__REGISTROS DE ENTRADA__
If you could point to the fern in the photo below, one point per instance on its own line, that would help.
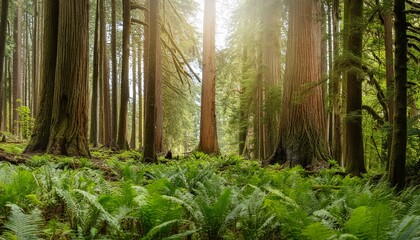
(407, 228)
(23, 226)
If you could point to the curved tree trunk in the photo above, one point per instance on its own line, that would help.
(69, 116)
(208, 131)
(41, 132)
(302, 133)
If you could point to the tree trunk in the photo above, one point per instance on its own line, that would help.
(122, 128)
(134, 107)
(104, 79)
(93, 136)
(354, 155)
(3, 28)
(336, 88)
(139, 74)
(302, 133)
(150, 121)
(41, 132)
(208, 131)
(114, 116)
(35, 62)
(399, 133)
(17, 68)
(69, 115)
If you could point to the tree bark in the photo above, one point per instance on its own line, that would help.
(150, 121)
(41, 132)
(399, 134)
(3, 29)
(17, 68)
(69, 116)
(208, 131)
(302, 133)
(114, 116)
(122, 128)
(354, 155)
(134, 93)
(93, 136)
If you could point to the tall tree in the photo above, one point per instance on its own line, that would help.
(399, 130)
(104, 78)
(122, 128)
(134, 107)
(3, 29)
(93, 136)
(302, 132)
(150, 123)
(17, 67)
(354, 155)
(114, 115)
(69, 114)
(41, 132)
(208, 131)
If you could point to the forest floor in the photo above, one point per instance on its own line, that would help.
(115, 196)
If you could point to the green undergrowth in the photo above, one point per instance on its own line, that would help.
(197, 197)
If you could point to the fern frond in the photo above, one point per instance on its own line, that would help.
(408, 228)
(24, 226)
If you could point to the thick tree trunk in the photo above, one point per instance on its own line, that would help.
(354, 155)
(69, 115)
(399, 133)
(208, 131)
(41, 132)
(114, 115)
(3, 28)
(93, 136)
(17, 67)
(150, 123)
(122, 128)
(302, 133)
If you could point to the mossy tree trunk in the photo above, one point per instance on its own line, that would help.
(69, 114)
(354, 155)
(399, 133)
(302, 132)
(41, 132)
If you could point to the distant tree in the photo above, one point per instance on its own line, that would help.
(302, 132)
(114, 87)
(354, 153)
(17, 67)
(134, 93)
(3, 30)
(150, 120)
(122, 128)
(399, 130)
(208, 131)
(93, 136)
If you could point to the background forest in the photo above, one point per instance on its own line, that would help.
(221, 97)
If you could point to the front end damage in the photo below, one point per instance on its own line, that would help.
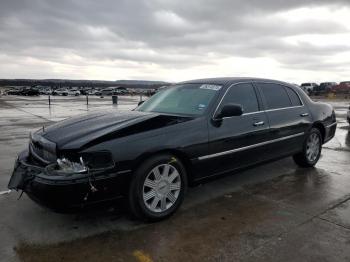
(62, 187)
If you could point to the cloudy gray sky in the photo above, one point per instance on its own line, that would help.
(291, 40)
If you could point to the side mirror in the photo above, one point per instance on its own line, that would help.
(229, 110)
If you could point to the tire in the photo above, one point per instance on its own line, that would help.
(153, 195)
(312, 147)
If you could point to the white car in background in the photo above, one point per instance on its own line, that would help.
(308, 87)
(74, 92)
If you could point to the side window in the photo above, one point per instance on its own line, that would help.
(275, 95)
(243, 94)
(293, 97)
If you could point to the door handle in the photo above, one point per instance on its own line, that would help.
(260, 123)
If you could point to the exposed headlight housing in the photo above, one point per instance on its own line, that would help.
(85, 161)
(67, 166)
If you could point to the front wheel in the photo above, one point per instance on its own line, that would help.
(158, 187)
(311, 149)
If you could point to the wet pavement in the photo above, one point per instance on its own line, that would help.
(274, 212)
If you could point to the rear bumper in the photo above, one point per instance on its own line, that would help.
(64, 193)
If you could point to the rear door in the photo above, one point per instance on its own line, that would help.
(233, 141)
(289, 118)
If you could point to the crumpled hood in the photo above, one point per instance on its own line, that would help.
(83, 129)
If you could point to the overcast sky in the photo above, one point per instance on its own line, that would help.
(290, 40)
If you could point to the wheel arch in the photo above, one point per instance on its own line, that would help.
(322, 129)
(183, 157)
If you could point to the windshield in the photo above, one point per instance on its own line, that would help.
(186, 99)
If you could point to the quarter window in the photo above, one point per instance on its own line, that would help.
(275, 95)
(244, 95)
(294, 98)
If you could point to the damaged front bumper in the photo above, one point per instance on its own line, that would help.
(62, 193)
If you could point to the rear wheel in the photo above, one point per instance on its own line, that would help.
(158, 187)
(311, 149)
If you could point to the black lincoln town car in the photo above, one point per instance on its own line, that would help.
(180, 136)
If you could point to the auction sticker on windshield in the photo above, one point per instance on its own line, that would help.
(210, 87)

__LO QUE SE PIDE__
Reproduce palabra por palabra todo lo que va desde la línea que contiene "If you could point to the auction" hasta el final de los registros, con ambos extremos incluidos.

__RESPUESTA COMPLETA__
If you could point to the auction sticker on windshield in the photo above, one point per instance on its own line, that would help.
(210, 87)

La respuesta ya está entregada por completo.